_Exercice:_ Recopiez intégralement le texte sur le déficit extérieur du Québec, sans rien y changer.

_Texte présenté:_

Du plomb dans les échanges internationaux
On n’en parle pas beaucoup, mais sur le plan des échanges internationaux, le Québec vit un gros changement depuis plus d’une décennie. Le poids du déficit extérieur s’alourdit. Ce qui nuit à la croissance du PIB réel, selon l’économiste Hélène Bégin dans une étude de Desjardins.
«En tenant compte de la taille de l’économie, le déficit commercial s’avère deux fois plus important que dans les années 1980», liton dans l’étude, publiée il y a quelques jours. Pendant que les exportations déclinaient de 2007 à 2012, passant de 95 G$ à 90 G$, les importations ont beaucoup augmenté.
À l’inverse, le solde des échanges avec les autres provinces canadiennes demeure sensiblement le même. Les exportations vers les autres provinces sont passées de 60 milliards $ à près de 75 milliards $ depuis cinq ans. Fait à noter, plus de la moitié de nos exportations et importations interprovinciales se font avec l’Ontario.
PLUSIEURS FACTEURS
Comment expliquer l’alourdissement du déficit extérieur? Plusieurs facteurs sont en cause, selon Desjardins.

_Extrait de données:_
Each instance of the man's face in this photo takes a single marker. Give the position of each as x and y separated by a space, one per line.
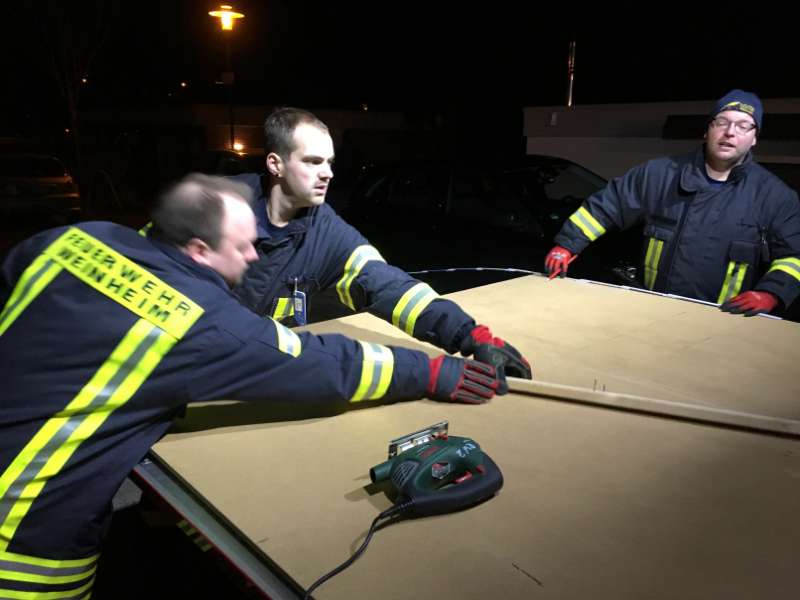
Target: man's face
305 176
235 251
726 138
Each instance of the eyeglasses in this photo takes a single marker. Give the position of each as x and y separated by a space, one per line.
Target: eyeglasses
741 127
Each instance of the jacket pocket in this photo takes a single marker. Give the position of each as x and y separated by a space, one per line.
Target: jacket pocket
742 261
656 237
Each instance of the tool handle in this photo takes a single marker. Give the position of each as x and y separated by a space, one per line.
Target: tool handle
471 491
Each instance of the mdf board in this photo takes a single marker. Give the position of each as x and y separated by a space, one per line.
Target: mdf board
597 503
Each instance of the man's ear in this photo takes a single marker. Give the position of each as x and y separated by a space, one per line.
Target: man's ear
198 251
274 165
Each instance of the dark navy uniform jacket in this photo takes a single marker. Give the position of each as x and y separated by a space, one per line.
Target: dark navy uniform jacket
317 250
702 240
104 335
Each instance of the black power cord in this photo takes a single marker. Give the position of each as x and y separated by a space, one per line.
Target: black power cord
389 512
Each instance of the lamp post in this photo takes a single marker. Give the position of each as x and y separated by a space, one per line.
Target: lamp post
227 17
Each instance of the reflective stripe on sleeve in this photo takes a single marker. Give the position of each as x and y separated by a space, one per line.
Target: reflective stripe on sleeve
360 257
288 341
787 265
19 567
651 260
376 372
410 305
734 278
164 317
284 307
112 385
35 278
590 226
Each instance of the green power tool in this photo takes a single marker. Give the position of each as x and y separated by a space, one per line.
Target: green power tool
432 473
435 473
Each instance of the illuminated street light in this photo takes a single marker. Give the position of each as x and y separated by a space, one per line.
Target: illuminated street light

_Problème résolu:_
Du plomb dans les échanges internationaux
On n’en parle pas beaucoup, mais sur le plan des échanges internationaux, le Québec vit un gros changement depuis plus d’une décennie. Le poids du déficit extérieur s’alourdit. Ce qui nuit à la croissance du PIB réel, selon l’économiste Hélène Bégin dans une étude de Desjardins.
«En tenant compte de la taille de l’économie, le déficit commercial s’avère deux fois plus important que dans les années 1980», liton dans l’étude, publiée il y a quelques jours. Pendant que les exportations déclinaient de 2007 à 2012, passant de 95 G$ à 90 G$, les importations ont beaucoup augmenté.
À l’inverse, le solde des échanges avec les autres provinces canadiennes demeure sensiblement le même. Les exportations vers les autres provinces sont passées de 60 milliards $ à près de 75 milliards $ depuis cinq ans. Fait à noter, plus de la moitié de nos exportations et importations interprovinciales se font avec l’Ontario.
PLUSIEURS FACTEURS
Comment expliquer l’alourdissement du déficit extérieur? Plusieurs facteurs sont en cause, selon Desjardins.